Records from a dataset:
==*==

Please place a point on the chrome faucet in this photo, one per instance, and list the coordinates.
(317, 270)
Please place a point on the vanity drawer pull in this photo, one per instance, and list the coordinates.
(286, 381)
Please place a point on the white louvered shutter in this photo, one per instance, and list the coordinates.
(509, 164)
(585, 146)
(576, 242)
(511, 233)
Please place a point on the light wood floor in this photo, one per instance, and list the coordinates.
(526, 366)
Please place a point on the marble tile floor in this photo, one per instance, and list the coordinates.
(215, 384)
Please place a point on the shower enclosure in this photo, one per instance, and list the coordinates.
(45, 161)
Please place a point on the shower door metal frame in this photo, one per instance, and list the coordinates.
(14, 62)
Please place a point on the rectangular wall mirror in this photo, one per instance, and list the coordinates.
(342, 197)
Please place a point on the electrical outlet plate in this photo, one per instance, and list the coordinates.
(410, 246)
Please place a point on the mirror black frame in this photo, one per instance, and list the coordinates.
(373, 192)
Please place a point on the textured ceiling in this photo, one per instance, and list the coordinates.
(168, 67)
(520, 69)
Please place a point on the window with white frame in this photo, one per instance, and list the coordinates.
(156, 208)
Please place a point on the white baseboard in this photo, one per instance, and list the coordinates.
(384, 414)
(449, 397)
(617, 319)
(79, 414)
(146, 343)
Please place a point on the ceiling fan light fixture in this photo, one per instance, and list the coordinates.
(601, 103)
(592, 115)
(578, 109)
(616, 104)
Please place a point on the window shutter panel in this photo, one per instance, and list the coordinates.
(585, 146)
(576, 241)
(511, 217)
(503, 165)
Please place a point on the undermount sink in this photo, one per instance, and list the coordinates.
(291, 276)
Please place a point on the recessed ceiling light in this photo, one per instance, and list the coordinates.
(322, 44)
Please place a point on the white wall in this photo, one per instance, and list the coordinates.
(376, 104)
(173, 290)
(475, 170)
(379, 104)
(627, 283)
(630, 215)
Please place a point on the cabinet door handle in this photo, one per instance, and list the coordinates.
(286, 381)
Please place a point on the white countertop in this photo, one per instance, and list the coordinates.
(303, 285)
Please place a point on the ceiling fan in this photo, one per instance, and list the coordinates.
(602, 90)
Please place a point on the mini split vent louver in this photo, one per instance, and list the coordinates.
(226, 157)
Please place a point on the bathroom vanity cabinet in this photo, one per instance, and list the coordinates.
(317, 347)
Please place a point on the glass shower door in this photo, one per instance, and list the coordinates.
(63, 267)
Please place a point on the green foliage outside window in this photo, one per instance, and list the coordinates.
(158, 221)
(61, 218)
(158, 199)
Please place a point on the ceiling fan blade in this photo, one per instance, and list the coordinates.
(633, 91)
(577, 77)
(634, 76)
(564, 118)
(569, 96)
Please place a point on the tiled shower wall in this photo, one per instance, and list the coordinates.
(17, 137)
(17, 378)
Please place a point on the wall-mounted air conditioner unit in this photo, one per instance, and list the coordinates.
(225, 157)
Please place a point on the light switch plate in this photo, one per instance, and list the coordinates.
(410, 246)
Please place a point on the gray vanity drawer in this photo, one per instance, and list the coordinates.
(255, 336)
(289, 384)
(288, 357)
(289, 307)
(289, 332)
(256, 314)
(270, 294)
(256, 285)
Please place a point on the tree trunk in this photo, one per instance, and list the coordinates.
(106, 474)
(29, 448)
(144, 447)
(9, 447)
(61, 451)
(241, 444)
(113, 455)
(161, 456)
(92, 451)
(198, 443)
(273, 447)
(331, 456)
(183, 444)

==*==

• Given problem: Can you write out the lines starting at the one containing "Please place a point on the light switch" and ending at the end of the data, changing "tree trunk" to "tree stump" and leaving everything else as it is?

• Written answer:
Please place a point on the light switch plate in this photo, one per instance, and list the coordinates.
(410, 246)
Please place a point on the gray vanity drawer in this photo, one per instance, and list the coordinates.
(255, 336)
(289, 384)
(288, 357)
(289, 307)
(289, 332)
(256, 314)
(270, 294)
(256, 285)
Please place a point on the tree stump in this photo, one per instance, and list the coordinates.
(106, 474)
(29, 448)
(144, 447)
(9, 447)
(61, 451)
(241, 444)
(113, 455)
(161, 456)
(92, 451)
(198, 443)
(273, 447)
(331, 456)
(183, 444)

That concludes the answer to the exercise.